Some records:

* Begin *

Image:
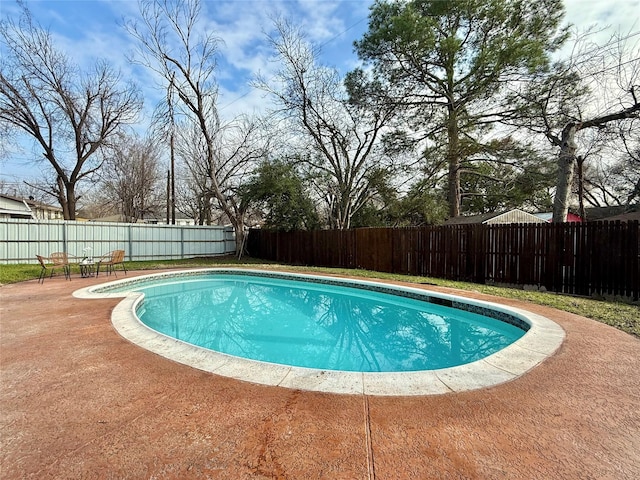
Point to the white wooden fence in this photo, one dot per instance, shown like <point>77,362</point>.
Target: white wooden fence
<point>21,240</point>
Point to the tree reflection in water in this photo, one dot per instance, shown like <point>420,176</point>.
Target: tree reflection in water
<point>320,326</point>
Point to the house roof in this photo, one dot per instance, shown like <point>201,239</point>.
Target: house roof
<point>510,216</point>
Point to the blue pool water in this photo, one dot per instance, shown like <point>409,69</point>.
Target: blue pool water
<point>321,326</point>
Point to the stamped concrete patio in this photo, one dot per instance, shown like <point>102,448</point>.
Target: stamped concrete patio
<point>79,401</point>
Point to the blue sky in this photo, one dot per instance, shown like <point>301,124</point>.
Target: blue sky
<point>90,29</point>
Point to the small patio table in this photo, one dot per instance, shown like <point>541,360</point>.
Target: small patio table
<point>87,268</point>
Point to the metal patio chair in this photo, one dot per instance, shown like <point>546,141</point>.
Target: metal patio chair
<point>56,260</point>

* End *

The task
Write out the lines above word for word, omitting the pictures.

Written solution
Image:
Point to the white wooden fence in this photo, one dot per instance, shown like <point>77,362</point>.
Target: white wooden fence
<point>21,240</point>
Point to the tree reflection in water in this photo, one dot per instance, shown like <point>420,176</point>.
Target: tree reflection in water
<point>320,326</point>
Point to the house roof in this photo, one dot per instance, shown like <point>201,239</point>.
Target: house roof
<point>510,216</point>
Point to the blue pool water in this photo, one dot per instance, shown like <point>409,69</point>.
Target: blue pool water
<point>321,326</point>
Point to the stamped concrete patio in this photo, one dot per instance, shown like <point>102,448</point>.
Target: stamped concrete patio
<point>79,401</point>
Point to the blue sky in this photo, one dot per instance, shown like <point>301,124</point>.
Target: blue sky
<point>90,29</point>
Point to the small patio table in this photo, one dot per instance, shown like <point>541,360</point>.
Target: small patio table
<point>87,268</point>
Point to the metal patio chair in this photo, one dot per instance, shown like <point>546,141</point>.
Target: metal patio chair
<point>56,260</point>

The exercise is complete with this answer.